Excerpted text:
If people can't call to the house, they'll try to meet you at the church...that can be a bit overwhelming, the sheer numbers coming at you at the 1 time. Some may even try to meet you on the way into the church, that way they can leave and not have to hang around!


----------



## Leper (16 May 2012)

Funerals in Ireland have become something of a problem and in some instances like many weddings they have got out of hand. It has become almost incumbent on the family of the deceased to invite people back to the hotel for a meal after the burial. The removal is the same with 'light refreshments' at some nearby hostlery. 

While the family would like to have people they are friendly with come back to these places there is the jump-on-the-bandwagon freewheelers who barely know the deceased or the family suddenly land themselves back in the hotel relishing the prospect of a hotel prepared meal. The grieving family are now faced with "Where-did-they-all-come-from?" syndrome and how are we going to pay for all this? And, being Ireland, they can't say a word.

I am a supporter of 'house private' and think the remark should not have to appear on a newspaper death notice and that only people close to the deceased and the family should attend at the house. There is plenty of scope for contact at the funeral home, church and cemetery.


----------



## Black Sheep (17 May 2012)

At a family funeral recently over 500 people called to the house/wake over the two days. All were given light refreshments.
As this was rural area in the West of Ireland a house private notice would not mean anything. That is simply the custom/tradition there


----------



## Marion (17 May 2012)

The house private aspect can be controlled.

The house can be restricted after a certain hour.

This would be covered by saying, for example: Reposing at home between say 
4 and 8. House private thereafter.

This would allow friends, family, acquaintances, TDs/Ministers  habitual funeral attendees)) and others to attend. Of course it would be good practice to allow flexibility in relation to the time. Some people are delayed. Others will travel a long distance.

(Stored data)

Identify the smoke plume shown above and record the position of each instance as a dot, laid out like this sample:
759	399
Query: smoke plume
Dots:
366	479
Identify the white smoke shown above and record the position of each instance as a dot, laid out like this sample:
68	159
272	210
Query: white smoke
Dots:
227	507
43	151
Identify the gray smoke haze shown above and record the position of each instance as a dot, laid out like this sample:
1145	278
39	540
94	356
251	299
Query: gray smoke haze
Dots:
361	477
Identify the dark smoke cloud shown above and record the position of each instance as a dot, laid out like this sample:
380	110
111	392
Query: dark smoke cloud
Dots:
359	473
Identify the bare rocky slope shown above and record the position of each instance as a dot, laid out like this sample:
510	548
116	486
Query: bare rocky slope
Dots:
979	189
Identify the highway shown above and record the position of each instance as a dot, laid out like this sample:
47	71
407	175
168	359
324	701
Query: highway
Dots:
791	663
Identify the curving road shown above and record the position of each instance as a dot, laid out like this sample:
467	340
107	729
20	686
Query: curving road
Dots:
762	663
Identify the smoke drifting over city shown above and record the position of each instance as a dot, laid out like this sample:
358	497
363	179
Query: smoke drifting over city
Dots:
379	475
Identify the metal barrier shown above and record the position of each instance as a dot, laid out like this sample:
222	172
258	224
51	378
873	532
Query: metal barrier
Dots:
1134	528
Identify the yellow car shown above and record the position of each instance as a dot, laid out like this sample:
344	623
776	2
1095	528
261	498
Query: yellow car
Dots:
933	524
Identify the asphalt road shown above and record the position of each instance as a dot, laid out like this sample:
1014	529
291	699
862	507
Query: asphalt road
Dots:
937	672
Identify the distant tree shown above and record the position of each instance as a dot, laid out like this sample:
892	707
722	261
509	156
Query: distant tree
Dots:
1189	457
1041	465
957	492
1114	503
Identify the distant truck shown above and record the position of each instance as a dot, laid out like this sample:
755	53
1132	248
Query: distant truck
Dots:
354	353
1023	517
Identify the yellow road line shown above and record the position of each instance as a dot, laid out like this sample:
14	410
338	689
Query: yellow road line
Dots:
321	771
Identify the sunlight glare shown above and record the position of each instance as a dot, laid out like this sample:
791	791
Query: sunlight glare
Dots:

Directions:
A: In the records above, write out again every line from the one containing "Identify the distant truck" through the end of the records, requests included, and add 118 to each number in the dot coordinates given as answers.
B: Carry the forum thread on Irish funeral customs forward from its final post.

Expected responses:
A:
Identify the distant truck shown above and record the position of each instance as a dot, laid out like this sample:
755	53
1132	248
Query: distant truck
Dots:
472	471
1141	635
Identify the yellow road line shown above and record the position of each instance as a dot, laid out like this sample:
14	410
338	689
Query: yellow road line
Dots:
439	889
Identify the sunlight glare shown above and record the position of each instance as a dot, laid out like this sample:
791	791
Query: sunlight glare
Dots:

B:
This time specification will allow the family to get some well needed rest. (We are a business/farming family and a large family and live in a rural area and the 4 hours of non-stop hand shaking was exhausting, but we were very appreciative of those who came to say their goodbyes to my late mum.) We provided catering at home on the evening. We provided lunch for family, close friends and extended family in a hotel following burial the following day.

I would't have changed anything. Mind you it was all precision planned by the deceased who had a final week to submit her instructions to the family.

For myself: well things will be very different. But I'm not planning on leaving anytime soon.

Marion


----------



## Sue Ellen (18 May 2012)

I would prefer to have a funeral totally private to family and make any announcement after the burial.

One thing that I cannot abide these days is the habit of queueing up in the church to offer sympathy.  Friends have told me after funerals that they cannot remember a lot of the people that they shook hands with.  I was pleased to hear a priest announce at a funeral a while back that the family did not want this to happen as they were extremely tired.  They said they would see people over time.  It was someone who died young and suddenly of a heart attack and it came as a dreadful shock to his wife and children.


----------



## One (18 May 2012)

Sue Ellen said:


> I would prefer to have a funeral totally private to family and make any announcement after the burial.
> 
> One thing that I cannot abide these days is the habit of queueing up in the church to offer sympathy.


 
For years and years I would have agreed with this. I thought at times it could be a bit isincere. But when we had a family funeral I was glad to see so many in the queue. I was glad to shake hands with each and every one of them. It helped me greatly at the time. It is hard to know what the best thing is.


----------



## Firefly (18 May 2012)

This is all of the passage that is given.